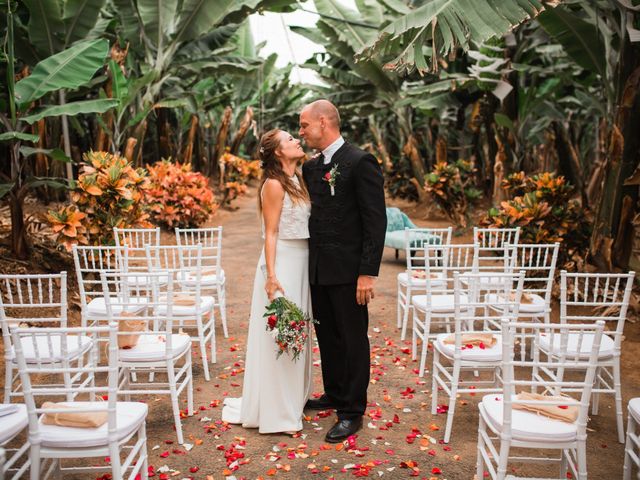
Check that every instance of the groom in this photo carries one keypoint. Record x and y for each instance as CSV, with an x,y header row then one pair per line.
x,y
347,227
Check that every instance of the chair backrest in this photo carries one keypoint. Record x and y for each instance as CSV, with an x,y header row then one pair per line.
x,y
211,241
548,376
136,239
69,365
493,247
591,297
24,298
415,240
440,265
183,262
90,262
474,292
138,296
539,264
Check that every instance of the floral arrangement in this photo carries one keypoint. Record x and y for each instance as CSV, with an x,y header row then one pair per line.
x,y
289,326
178,196
108,194
330,177
451,187
542,206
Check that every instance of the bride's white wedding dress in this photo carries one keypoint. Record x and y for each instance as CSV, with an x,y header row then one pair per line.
x,y
275,389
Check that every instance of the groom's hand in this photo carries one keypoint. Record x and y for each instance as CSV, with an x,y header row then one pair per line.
x,y
364,292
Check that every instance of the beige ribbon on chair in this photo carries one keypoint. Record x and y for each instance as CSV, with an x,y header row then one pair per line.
x,y
71,418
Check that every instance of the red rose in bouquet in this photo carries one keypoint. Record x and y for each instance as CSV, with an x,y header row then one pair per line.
x,y
289,326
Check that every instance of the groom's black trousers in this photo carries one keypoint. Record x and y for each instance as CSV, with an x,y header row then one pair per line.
x,y
344,347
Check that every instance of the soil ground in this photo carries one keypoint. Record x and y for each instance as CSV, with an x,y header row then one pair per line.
x,y
399,426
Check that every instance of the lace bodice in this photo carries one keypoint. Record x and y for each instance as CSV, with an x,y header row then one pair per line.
x,y
294,218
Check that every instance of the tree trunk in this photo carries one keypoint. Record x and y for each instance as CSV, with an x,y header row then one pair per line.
x,y
623,157
245,124
381,147
188,149
411,151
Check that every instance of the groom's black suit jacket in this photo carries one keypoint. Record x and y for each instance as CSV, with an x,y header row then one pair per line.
x,y
347,230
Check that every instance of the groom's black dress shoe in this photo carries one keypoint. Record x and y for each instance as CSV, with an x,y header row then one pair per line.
x,y
322,403
343,430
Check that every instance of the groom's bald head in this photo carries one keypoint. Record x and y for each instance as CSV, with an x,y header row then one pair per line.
x,y
326,109
319,124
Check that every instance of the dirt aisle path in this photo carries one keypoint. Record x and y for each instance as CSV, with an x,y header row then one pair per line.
x,y
398,427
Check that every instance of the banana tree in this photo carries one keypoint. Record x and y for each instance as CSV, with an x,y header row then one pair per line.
x,y
55,25
68,69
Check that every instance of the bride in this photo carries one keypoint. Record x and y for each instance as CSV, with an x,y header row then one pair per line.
x,y
275,389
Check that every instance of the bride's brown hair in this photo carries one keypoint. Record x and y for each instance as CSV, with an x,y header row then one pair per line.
x,y
272,168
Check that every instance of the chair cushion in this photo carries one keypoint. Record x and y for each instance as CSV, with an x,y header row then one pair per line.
x,y
98,306
152,348
130,416
13,424
439,303
189,279
634,408
607,345
76,345
536,304
403,278
206,304
475,353
527,425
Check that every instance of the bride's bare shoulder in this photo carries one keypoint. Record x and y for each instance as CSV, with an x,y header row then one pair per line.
x,y
272,190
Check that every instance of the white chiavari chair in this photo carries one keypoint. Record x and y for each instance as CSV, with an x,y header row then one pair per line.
x,y
414,276
41,299
156,349
632,447
504,425
135,240
213,278
465,351
90,262
52,440
191,309
434,306
11,426
591,297
494,254
538,261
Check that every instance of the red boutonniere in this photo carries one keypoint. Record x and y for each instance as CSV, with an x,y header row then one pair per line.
x,y
330,177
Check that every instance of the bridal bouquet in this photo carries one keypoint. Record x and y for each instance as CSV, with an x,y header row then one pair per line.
x,y
289,326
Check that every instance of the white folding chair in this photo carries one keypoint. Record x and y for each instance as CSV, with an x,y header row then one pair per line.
x,y
41,299
90,262
414,276
12,425
632,447
503,428
213,278
191,309
125,420
591,297
539,264
434,307
157,349
453,355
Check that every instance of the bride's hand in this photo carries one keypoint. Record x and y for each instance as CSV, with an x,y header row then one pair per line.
x,y
272,286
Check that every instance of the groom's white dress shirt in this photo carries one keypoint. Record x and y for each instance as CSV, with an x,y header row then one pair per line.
x,y
331,149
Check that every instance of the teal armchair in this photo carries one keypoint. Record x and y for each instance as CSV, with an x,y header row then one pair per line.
x,y
397,223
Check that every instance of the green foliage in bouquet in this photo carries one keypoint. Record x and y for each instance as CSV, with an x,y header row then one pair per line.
x,y
290,326
542,206
178,196
108,194
451,187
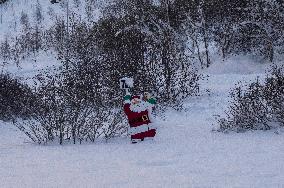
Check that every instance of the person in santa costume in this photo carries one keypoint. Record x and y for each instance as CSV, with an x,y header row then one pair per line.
x,y
138,110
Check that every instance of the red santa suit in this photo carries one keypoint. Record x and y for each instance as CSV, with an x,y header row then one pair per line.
x,y
139,120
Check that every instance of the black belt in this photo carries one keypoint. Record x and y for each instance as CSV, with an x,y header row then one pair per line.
x,y
139,119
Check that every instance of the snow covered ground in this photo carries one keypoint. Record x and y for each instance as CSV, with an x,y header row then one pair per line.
x,y
185,153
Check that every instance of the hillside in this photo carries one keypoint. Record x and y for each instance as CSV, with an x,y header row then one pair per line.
x,y
190,55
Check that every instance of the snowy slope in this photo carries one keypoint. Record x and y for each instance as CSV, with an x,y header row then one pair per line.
x,y
12,10
185,153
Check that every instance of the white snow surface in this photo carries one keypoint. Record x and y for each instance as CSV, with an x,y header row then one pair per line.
x,y
185,153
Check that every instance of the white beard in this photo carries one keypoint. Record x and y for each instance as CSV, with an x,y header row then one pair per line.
x,y
142,106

◆ ◆ ◆ ◆

ASSIGNMENT ::
Write out all the material above exactly, with no image carried over.

RESULT FOR THIS TASK ::
Check that every instance of the groom in this photo carries one keypoint. Record x and y for each instance as CSV, with an x,y header row then one pair per line.
x,y
347,227
Check that every instance of the chair backrest in this photo carries one keypoint. Record x and y for each instance as CSV, with an x,y header row then one pair per line.
x,y
211,241
548,376
136,239
69,365
493,247
591,297
24,298
415,240
440,265
183,262
90,262
474,292
138,296
539,264
Check that every instance of the floral arrangement in this photo carries one keypoint. Record x and y for each instance as CSV, with an x,y header row then one pair per line.
x,y
289,326
178,196
108,194
330,177
451,187
542,206
Check that every instance of the bride's white wedding dress in this photo carries one keypoint. Record x and y for each instance as CSV, with an x,y header row then one pair per line.
x,y
275,389
Check that every instance of the groom's hand in this photo carries one keypoint. Record x and y for each instance as CSV, with an x,y header row then one pair per line.
x,y
364,292
Check that every instance of the beige ribbon on chair in this photo carries one keypoint. Record x and y for each instance as CSV, with an x,y header row then one pair per line.
x,y
71,418
Check that every instance of the red rose in bouquet in this photo carries one keypoint. Record x and y for each instance as CSV, with an x,y header row then one pair per line.
x,y
289,326
Check that every instance of the groom's black trousers in this photo carries one keypoint. Record x and y for each instance as CSV, with an x,y header row then one pair per line.
x,y
344,347
Check that every instance of the soil ground in this photo carries one keypoint. Record x and y for each instance as CSV, with an x,y header row then one pair per line.
x,y
399,426
Check that every instance of the lace bodice in this photo carries one keypoint. Record x and y for each instance as CSV, with an x,y header row then one pair per line.
x,y
294,218
Check that every instance of the tree trunk in this photo carries one keypoint. Record x and y for each instance as CSV, with an x,y header row then one pair per line.
x,y
623,157
245,124
381,147
188,149
411,151
Check that every instance of the groom's black suit jacket in this photo carries one keypoint. Record x and y for each instance as CSV, with an x,y header row then one pair per line.
x,y
347,230
Check that every instance of the groom's black dress shoe in this photo carries one keypoint. Record x and y for each instance as CSV, with an x,y header row then one pair per line.
x,y
322,403
343,430
Check that every instance of the groom's bald head in this photo carries one keypoint. Record x and y for each instance as CSV, with an x,y header row then one pair per line.
x,y
326,109
319,124
Check that every instance of the dirt aisle path in this photo carries one keypoint. Record x and y for each instance as CSV, with an x,y header row then one pair per line.
x,y
398,427
Check that every instance of the banana tree in this photo carries one keypoint. Record x and y for each instance as CSV, with an x,y header row then one pair per line.
x,y
55,25
68,69
Check that every instance of the bride in this photo carries one keypoint. Record x and y for each instance as CSV, with an x,y header row then one pair per line.
x,y
275,389
Check that every instance of the bride's brown hair in this photo carries one keypoint. Record x and y for each instance as CSV, with an x,y header row then one pair per line.
x,y
272,168
Check that every instance of the chair cushion in this photo carries one keypoint. Record x and y for each instance as CSV, with an x,y header row then one pair per line.
x,y
98,306
152,348
130,416
13,424
439,303
189,279
634,408
607,345
76,345
536,304
403,278
206,304
475,353
527,425
Check that every instance of the bride's bare shoulder in this photo carries one keypoint. Record x and y for each instance as CSV, with an x,y header row then one pair per line.
x,y
272,190
Check that every instance of the white chiavari chair in this photo carries one keypoint. Record x and y for each instance as CSV, with an x,y header row then one pair per line.
x,y
414,276
41,299
156,349
632,447
504,425
135,240
213,278
465,351
90,262
52,440
191,309
434,306
11,426
591,297
494,254
538,261
Check that every instance of the red boutonniere in this photo carries one keypoint. Record x and y for each instance as CSV, with an x,y header row then one pair per line.
x,y
330,177
Check that every instance of the bridal bouquet in this photo carries one keypoint. Record x and y for each instance as CSV, with an x,y header row then one pair per line.
x,y
289,326
Check that every instance of the white folding chair in this photo carries one keypoint. Record x and y for each instance as CSV, with an x,y header row then one pair per line.
x,y
41,299
90,262
414,276
12,425
632,447
503,428
213,278
191,309
125,420
591,297
539,264
434,307
157,349
453,355
Check that every instance of the bride's hand in this photo carries one keypoint. Record x and y for each instance as CSV, with an x,y header row then one pair per line.
x,y
272,286
Check that every instance of the groom's white dress shirt in this photo carries one keypoint. Record x and y for each instance as CSV, with an x,y header row then one pair per line.
x,y
331,149
Check that every instance of the teal armchair in this photo carries one keypoint. Record x and y for each instance as CSV, with an x,y header row then one pair per line.
x,y
397,223
Check that every instance of the green foliage in bouquet in this photo carries one keypoint. Record x and y for each instance as CSV, with an x,y header row then one pair per line.
x,y
290,326
542,206
178,196
108,194
451,187
Check that every instance of the person in santa costume in this photo carries one keypoint. Record x and y for each instance as CSV, with an x,y header row then one pair per line.
x,y
138,110
Check that every instance of the red santa suit in this photo carries one keypoint. Record x and y for each instance as CSV, with an x,y header row then one pair per line.
x,y
139,120
Check that every instance of the black belt in this photo carries one keypoint. Record x and y for each instance as CSV, with an x,y header row then one pair per line.
x,y
139,119
Check that every instance of the snow covered ground in this photo carries one keypoint. Record x and y for each instance as CSV, with an x,y header row then one pair per line.
x,y
185,153
Check that every instance of the hillside in this photo carries one keypoint. Record x and y for each instance as CSV, with an x,y header row then one pair per line.
x,y
190,55
Check that every instance of the snowy slope in this photo carries one keypoint. Record x and y for each instance as CSV, with an x,y header row then one pair per line.
x,y
12,10
185,153
Check that every instance of the white snow surface in this photo carries one keypoint. Record x and y for each instance as CSV, with an x,y header row then one pair per line.
x,y
185,153
Check that every instance of the white beard in this photo carries one keypoint. Record x and y for each instance as CSV, with an x,y header row then one pair per line.
x,y
142,106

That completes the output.